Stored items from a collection
· · · · ·

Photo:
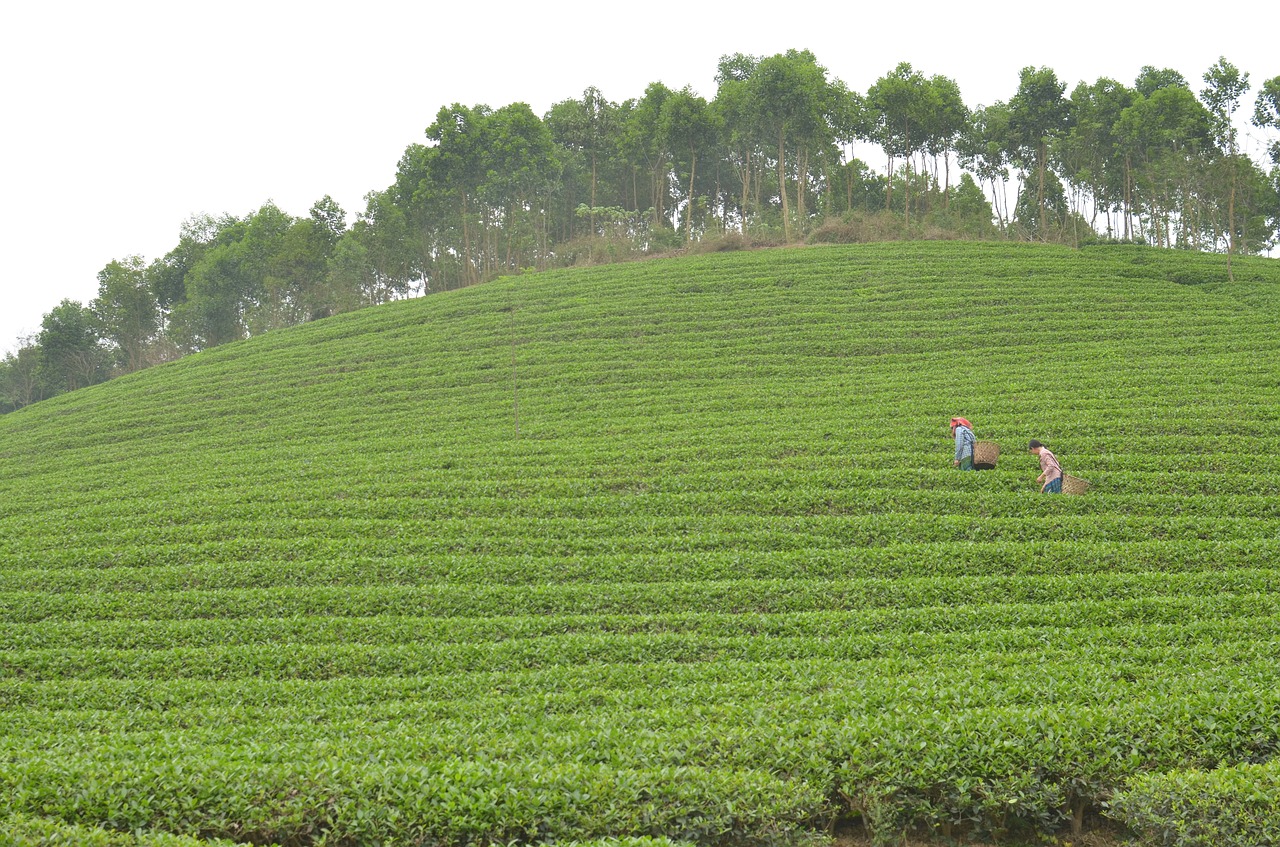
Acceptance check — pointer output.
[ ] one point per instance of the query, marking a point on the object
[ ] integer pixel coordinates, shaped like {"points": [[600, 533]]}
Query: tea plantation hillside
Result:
{"points": [[667, 550]]}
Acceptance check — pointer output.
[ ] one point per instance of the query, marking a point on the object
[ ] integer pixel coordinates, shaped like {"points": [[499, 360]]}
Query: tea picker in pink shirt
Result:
{"points": [[1051, 472]]}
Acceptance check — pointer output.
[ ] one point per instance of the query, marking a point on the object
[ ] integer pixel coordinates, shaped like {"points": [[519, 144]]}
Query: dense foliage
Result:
{"points": [[663, 549], [768, 160]]}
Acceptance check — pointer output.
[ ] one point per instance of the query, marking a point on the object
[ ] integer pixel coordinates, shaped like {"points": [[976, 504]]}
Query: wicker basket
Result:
{"points": [[984, 454], [1074, 484]]}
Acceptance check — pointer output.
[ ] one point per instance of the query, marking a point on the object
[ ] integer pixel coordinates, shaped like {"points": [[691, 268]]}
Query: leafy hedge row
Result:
{"points": [[1235, 806]]}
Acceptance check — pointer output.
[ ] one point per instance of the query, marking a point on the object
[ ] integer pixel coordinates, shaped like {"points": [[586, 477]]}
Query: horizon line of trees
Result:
{"points": [[767, 161]]}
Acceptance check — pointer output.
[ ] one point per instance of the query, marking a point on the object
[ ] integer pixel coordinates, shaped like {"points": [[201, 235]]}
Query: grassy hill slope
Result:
{"points": [[661, 549]]}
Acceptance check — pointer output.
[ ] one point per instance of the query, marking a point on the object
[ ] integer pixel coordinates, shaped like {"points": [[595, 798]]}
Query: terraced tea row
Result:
{"points": [[663, 549]]}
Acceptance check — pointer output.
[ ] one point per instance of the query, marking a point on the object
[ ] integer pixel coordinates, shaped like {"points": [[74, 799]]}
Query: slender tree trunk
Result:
{"points": [[801, 184], [1040, 191], [593, 193], [946, 189], [1230, 223], [888, 184], [466, 239], [689, 211], [782, 188]]}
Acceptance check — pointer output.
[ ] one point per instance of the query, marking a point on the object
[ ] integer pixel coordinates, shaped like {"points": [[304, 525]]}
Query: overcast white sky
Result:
{"points": [[123, 119]]}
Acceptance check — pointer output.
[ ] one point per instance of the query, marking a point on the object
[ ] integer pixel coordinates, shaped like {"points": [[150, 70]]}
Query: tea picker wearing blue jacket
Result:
{"points": [[963, 433]]}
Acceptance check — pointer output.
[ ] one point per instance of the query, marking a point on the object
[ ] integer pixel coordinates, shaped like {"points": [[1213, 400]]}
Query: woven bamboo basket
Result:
{"points": [[1074, 484], [984, 454]]}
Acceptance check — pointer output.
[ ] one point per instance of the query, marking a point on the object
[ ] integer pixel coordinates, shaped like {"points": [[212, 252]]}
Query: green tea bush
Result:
{"points": [[658, 550]]}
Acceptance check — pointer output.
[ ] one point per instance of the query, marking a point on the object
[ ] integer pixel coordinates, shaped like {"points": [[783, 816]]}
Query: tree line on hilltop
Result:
{"points": [[767, 161]]}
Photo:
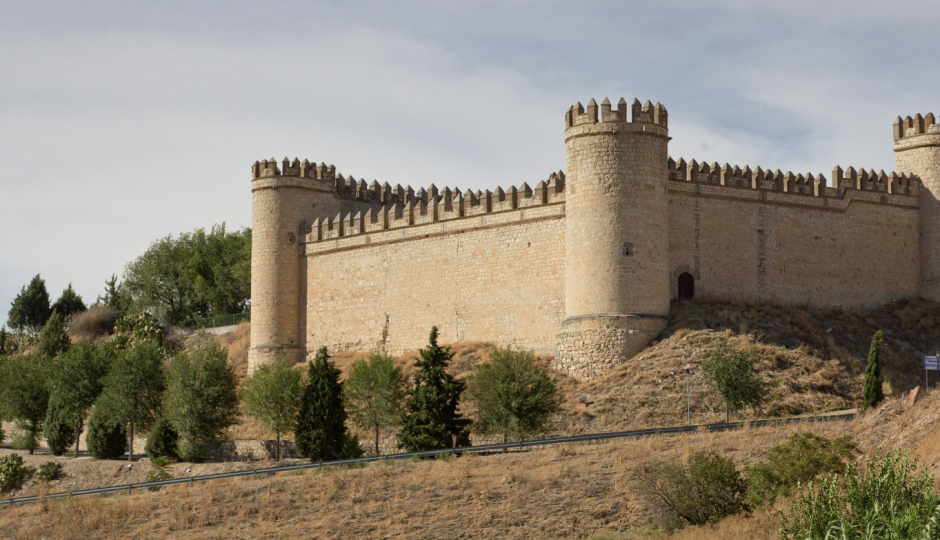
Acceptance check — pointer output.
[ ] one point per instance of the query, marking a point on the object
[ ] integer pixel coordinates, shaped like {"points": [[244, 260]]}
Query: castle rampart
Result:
{"points": [[583, 266]]}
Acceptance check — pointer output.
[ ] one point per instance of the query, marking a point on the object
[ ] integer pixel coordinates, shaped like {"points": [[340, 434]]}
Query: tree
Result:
{"points": [[112, 295], [873, 393], [732, 375], [375, 393], [69, 303], [24, 394], [513, 395], [106, 439], [321, 424], [53, 339], [272, 397], [431, 416], [133, 389], [201, 400], [75, 382], [30, 308], [193, 275]]}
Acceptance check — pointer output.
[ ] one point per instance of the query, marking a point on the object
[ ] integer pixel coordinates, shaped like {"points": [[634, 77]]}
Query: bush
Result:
{"points": [[58, 430], [159, 471], [803, 457], [12, 472], [162, 440], [96, 322], [48, 471], [704, 490], [886, 499], [106, 440]]}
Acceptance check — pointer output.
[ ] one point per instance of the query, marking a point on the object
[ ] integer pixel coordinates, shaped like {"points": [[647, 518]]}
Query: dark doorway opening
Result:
{"points": [[686, 286]]}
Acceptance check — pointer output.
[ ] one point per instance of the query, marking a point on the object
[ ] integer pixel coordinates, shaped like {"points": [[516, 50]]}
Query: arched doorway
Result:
{"points": [[686, 286]]}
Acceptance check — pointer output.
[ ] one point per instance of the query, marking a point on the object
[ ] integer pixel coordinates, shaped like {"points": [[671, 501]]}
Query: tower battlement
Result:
{"points": [[646, 113]]}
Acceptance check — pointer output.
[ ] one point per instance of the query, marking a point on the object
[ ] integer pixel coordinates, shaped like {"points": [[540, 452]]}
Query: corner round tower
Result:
{"points": [[282, 203], [616, 235], [917, 152]]}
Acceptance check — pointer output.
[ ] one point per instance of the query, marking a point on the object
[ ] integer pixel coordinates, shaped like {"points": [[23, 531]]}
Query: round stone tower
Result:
{"points": [[283, 201], [616, 235], [917, 152]]}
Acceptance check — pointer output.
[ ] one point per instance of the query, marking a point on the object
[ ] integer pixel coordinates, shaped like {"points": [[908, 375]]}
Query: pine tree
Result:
{"points": [[53, 340], [431, 416], [873, 394], [30, 308], [70, 302], [321, 424]]}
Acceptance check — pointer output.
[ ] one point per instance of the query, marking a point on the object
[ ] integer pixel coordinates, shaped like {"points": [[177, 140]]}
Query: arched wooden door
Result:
{"points": [[686, 286]]}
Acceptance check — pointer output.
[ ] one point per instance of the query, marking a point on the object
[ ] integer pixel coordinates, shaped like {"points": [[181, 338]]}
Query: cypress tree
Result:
{"points": [[873, 392], [431, 415], [321, 424]]}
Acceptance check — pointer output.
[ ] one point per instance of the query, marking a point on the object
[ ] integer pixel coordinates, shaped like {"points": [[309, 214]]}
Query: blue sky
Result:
{"points": [[124, 122]]}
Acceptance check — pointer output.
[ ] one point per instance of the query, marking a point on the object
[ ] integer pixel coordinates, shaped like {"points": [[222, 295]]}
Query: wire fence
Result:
{"points": [[484, 450], [220, 320]]}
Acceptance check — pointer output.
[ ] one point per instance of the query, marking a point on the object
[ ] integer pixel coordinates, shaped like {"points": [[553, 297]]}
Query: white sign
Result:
{"points": [[932, 362]]}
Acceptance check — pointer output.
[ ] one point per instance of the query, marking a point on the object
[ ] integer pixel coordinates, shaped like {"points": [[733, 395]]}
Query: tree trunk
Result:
{"points": [[78, 434]]}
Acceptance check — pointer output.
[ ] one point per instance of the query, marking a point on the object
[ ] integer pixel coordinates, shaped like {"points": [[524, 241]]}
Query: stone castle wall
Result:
{"points": [[583, 271]]}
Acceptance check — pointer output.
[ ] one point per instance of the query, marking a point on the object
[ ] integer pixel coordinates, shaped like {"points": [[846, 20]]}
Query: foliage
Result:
{"points": [[58, 430], [887, 499], [513, 395], [132, 329], [375, 393], [162, 440], [74, 383], [133, 387], [272, 397], [159, 471], [112, 295], [201, 398], [30, 308], [95, 322], [731, 374], [803, 457], [197, 274], [704, 490], [69, 303], [106, 439], [431, 416], [48, 471], [24, 394], [12, 472], [873, 393], [53, 338], [321, 424]]}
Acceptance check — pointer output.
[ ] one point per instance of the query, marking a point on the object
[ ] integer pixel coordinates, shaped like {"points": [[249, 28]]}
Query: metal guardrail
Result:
{"points": [[220, 320], [636, 434]]}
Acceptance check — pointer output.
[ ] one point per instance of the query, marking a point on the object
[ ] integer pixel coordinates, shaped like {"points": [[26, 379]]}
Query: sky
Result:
{"points": [[124, 122]]}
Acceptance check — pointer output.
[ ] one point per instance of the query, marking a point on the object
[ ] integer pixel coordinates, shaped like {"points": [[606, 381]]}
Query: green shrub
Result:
{"points": [[58, 431], [885, 499], [48, 471], [704, 490], [803, 457], [12, 472], [106, 440], [159, 471], [162, 440]]}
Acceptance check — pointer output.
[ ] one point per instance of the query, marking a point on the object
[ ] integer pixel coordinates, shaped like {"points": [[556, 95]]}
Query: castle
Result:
{"points": [[583, 265]]}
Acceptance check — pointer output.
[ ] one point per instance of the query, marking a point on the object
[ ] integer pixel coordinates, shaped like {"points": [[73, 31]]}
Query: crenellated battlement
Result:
{"points": [[808, 184], [407, 208], [912, 127], [646, 113]]}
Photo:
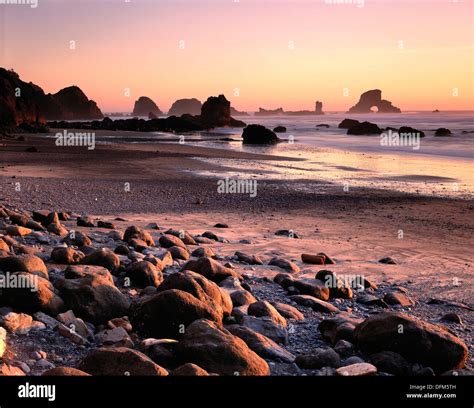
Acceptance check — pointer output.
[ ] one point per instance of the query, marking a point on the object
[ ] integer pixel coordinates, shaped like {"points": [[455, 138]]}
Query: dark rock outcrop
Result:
{"points": [[364, 128], [258, 134], [75, 105], [218, 351], [93, 298], [215, 112], [348, 123], [415, 340], [406, 130], [144, 106], [186, 106], [119, 361], [373, 98], [26, 104]]}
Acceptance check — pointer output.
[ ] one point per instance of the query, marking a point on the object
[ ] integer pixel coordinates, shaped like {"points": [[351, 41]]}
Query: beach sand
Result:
{"points": [[430, 238]]}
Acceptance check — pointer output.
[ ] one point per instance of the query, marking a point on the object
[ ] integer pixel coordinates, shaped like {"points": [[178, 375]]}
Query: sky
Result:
{"points": [[259, 53]]}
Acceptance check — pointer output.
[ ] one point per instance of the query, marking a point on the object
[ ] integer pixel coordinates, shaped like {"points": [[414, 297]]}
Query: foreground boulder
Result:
{"points": [[218, 351], [258, 134], [24, 263], [93, 298], [405, 131], [215, 112], [33, 294], [189, 370], [284, 264], [348, 123], [64, 372], [210, 269], [103, 257], [262, 345], [120, 361], [168, 313], [416, 340], [186, 106], [201, 288], [312, 287], [144, 273]]}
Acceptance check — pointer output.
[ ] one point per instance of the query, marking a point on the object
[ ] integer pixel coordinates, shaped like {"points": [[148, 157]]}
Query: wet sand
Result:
{"points": [[430, 238]]}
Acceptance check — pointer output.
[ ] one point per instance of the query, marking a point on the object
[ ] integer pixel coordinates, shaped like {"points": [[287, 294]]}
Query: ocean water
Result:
{"points": [[441, 166]]}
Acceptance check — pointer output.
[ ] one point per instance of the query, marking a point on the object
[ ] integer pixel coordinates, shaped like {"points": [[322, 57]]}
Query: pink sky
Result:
{"points": [[246, 46]]}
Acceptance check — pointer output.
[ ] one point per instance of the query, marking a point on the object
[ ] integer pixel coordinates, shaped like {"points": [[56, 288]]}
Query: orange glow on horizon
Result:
{"points": [[272, 54]]}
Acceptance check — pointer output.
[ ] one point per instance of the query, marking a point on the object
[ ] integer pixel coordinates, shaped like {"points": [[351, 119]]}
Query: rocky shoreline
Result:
{"points": [[119, 299]]}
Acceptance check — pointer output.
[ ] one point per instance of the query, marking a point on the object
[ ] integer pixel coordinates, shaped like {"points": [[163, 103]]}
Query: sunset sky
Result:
{"points": [[276, 53]]}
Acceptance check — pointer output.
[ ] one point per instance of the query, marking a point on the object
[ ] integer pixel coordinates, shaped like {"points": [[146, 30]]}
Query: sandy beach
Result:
{"points": [[430, 237]]}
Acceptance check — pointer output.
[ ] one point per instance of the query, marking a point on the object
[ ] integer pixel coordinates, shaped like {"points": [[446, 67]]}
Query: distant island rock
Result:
{"points": [[271, 112], [186, 106], [75, 105], [318, 110], [373, 98], [443, 132], [348, 123], [258, 134], [235, 112], [215, 112], [144, 106], [23, 102], [364, 128]]}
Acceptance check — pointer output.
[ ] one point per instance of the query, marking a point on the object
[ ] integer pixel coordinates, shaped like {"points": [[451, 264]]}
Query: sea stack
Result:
{"points": [[186, 106], [319, 108], [144, 106], [76, 106], [373, 98], [215, 112]]}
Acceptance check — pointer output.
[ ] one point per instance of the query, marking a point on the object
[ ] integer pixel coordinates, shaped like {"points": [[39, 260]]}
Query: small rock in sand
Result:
{"points": [[357, 370], [284, 264]]}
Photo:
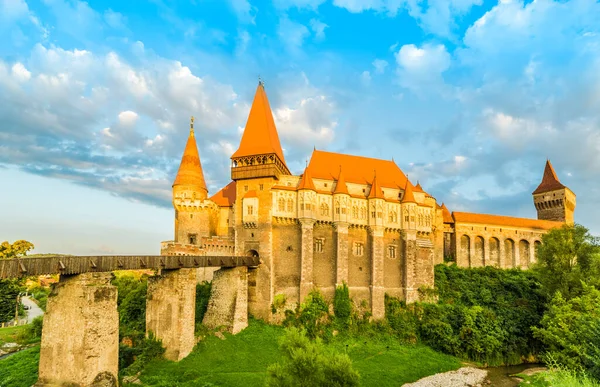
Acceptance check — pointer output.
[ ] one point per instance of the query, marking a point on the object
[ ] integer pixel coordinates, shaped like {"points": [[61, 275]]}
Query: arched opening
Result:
{"points": [[252, 273], [524, 253], [509, 253], [478, 259], [494, 252], [465, 250], [536, 246]]}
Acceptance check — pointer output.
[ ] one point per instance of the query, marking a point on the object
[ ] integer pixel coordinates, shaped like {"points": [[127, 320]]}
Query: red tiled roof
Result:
{"points": [[306, 181], [550, 181], [498, 220], [408, 197], [226, 196], [340, 185], [190, 169], [260, 135], [446, 216], [357, 169]]}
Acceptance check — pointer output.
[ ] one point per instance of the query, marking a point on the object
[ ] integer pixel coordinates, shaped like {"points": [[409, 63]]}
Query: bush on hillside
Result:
{"points": [[570, 331], [567, 257], [482, 314], [308, 363]]}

· · · · ·

## EXERCISE
How many of the lines above contain the word "tower"? Give only the number.

## EXPECTED ANSWER
3